— Objective —
Copy the lines word for word, starting at the beginning of the records and ending with the line containing "Query: player in green and black kit".
>> BEGIN
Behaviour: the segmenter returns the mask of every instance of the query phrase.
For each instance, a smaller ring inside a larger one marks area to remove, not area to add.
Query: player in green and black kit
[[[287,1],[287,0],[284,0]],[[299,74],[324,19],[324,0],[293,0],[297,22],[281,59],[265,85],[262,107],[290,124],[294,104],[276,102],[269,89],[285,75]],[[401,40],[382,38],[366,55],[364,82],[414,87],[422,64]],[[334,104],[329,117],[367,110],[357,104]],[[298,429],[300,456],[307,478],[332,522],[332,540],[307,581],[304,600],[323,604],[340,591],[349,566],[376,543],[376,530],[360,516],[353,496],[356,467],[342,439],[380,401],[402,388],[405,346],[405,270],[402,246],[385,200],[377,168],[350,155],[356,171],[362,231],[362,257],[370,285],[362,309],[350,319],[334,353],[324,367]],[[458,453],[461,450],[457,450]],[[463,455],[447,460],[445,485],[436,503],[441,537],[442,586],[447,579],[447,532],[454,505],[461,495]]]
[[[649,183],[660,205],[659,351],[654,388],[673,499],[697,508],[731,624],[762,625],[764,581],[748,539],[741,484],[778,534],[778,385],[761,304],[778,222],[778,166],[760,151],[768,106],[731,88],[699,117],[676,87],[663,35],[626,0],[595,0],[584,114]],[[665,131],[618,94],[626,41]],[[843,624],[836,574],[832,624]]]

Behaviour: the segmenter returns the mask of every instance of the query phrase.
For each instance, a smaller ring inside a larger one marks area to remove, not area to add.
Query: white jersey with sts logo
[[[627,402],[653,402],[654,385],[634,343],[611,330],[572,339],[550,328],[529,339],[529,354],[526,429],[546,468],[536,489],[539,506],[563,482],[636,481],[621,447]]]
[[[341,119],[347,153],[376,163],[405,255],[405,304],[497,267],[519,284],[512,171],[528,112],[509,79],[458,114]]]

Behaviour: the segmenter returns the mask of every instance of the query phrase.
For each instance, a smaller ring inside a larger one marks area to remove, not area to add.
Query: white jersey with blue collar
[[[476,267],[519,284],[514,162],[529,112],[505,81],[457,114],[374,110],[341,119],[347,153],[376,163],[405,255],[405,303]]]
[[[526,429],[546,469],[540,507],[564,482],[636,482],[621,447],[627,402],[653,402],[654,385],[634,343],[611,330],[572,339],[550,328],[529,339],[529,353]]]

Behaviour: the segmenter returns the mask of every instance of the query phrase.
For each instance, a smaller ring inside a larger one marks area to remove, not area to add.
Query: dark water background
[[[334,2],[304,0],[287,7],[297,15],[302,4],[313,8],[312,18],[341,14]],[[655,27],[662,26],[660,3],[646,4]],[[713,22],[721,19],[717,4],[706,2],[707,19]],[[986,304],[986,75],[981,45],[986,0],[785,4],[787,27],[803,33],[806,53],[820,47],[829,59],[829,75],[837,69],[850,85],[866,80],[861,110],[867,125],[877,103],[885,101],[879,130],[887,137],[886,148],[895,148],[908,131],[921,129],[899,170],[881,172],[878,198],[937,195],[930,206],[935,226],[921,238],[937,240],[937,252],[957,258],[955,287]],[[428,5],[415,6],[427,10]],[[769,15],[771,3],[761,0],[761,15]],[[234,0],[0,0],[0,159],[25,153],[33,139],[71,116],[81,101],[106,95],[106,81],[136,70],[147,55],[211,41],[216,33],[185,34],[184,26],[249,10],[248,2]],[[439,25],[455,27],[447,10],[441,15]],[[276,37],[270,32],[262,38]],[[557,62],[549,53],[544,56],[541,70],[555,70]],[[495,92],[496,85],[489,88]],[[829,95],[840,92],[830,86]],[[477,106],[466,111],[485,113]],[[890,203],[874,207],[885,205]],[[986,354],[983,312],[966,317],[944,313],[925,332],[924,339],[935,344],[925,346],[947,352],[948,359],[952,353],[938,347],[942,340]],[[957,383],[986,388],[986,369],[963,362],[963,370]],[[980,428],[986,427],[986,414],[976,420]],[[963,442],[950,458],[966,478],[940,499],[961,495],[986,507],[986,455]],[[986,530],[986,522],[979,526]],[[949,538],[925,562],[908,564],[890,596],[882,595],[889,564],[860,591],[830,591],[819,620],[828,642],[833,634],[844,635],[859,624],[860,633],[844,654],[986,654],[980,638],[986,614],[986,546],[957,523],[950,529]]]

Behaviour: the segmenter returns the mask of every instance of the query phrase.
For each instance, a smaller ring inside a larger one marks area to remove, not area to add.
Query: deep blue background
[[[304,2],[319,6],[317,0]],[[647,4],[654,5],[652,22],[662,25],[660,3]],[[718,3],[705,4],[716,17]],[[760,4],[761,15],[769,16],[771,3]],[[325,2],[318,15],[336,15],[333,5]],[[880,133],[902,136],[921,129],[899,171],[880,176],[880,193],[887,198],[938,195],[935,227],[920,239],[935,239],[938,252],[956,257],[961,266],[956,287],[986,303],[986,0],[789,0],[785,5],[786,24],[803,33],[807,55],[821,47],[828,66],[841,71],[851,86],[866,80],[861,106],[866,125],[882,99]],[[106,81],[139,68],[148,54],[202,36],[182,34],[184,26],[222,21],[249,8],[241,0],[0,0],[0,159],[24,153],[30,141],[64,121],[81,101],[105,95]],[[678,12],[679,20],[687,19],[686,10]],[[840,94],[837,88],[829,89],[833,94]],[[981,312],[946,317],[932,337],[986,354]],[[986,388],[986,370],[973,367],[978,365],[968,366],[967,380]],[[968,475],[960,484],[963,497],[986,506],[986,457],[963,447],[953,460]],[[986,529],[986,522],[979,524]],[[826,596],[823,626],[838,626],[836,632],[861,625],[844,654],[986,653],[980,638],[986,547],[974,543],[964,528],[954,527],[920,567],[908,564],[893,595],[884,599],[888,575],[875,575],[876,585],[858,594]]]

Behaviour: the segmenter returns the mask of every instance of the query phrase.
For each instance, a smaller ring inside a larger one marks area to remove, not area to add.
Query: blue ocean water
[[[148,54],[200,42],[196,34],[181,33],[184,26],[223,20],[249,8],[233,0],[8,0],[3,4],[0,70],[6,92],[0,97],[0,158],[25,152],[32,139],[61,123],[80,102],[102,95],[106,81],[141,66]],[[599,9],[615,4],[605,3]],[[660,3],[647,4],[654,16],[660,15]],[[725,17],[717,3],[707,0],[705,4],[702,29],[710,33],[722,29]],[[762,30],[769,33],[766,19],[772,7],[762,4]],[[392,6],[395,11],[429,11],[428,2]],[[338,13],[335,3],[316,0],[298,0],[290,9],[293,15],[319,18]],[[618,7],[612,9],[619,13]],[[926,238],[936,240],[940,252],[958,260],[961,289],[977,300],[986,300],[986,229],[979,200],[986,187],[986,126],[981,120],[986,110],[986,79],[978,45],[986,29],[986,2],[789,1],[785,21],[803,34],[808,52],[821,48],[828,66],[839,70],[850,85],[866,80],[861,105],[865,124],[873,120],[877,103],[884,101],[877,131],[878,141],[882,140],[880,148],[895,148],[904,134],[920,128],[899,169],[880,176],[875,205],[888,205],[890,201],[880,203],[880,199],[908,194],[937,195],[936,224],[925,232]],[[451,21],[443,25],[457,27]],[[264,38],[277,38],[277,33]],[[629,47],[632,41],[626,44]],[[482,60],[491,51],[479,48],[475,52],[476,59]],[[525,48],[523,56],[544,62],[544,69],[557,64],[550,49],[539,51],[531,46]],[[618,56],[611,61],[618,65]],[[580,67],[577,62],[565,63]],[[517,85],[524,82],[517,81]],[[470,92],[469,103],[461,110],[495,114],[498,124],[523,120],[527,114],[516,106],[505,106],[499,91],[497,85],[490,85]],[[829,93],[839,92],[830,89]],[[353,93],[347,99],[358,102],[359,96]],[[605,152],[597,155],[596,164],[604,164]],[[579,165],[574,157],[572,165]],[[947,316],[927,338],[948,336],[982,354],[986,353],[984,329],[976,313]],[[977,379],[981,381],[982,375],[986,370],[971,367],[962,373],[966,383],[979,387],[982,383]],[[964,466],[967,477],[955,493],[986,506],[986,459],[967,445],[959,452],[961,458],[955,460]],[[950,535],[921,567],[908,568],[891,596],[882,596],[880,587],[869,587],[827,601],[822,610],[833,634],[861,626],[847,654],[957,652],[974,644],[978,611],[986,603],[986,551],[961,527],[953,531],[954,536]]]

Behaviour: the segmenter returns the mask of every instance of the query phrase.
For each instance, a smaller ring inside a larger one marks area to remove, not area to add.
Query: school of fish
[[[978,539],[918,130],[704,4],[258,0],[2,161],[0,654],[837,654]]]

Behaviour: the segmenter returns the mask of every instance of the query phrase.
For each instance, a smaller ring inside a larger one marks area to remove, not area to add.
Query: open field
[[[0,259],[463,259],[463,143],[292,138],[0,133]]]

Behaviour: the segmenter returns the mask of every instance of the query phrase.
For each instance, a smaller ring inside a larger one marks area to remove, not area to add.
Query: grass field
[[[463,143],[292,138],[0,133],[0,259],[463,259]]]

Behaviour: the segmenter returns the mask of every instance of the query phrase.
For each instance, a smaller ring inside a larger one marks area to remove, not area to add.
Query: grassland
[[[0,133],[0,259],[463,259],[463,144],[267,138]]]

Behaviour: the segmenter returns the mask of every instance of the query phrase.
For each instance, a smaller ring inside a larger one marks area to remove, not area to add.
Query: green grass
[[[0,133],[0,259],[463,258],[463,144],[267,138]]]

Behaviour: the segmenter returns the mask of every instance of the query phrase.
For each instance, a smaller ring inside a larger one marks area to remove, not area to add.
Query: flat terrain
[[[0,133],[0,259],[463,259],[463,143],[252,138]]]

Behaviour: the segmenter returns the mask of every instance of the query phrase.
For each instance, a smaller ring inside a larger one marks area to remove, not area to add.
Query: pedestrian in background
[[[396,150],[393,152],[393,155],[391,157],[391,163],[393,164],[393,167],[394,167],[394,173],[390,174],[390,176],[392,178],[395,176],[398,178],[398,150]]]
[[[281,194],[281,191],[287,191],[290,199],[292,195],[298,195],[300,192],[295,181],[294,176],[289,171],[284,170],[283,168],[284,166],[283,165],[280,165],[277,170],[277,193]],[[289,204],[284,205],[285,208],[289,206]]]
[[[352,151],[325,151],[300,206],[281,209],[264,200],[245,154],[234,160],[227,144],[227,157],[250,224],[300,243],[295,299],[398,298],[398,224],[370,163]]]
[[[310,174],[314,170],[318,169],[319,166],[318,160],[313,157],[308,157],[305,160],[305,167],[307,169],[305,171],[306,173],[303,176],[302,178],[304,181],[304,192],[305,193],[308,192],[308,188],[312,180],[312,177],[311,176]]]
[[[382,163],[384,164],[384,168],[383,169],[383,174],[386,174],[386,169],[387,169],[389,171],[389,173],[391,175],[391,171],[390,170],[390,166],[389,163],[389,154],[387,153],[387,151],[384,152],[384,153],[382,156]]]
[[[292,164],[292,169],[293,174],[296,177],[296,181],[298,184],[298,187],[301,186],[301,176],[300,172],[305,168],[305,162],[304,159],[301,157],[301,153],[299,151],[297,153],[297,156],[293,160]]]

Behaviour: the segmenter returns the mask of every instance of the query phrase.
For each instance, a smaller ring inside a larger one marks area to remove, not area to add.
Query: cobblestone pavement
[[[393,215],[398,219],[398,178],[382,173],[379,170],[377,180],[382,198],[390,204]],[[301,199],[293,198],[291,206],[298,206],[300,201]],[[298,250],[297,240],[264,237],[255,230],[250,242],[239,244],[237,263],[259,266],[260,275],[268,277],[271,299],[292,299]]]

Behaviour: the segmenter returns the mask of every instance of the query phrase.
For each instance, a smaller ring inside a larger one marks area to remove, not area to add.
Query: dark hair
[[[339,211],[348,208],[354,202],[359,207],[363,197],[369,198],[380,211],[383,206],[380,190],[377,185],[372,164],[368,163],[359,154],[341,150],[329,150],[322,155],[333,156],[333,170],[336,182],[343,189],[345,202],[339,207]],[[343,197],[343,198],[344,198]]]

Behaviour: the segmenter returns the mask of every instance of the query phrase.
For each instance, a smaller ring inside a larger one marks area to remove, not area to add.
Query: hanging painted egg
>> END
— Exercise response —
Behaviour: the segmenter returns the mask of every instance of the query phrase.
For each instance, a smaller ring inside a larger one marks area to remove, not area to add.
Query: player in green and black kit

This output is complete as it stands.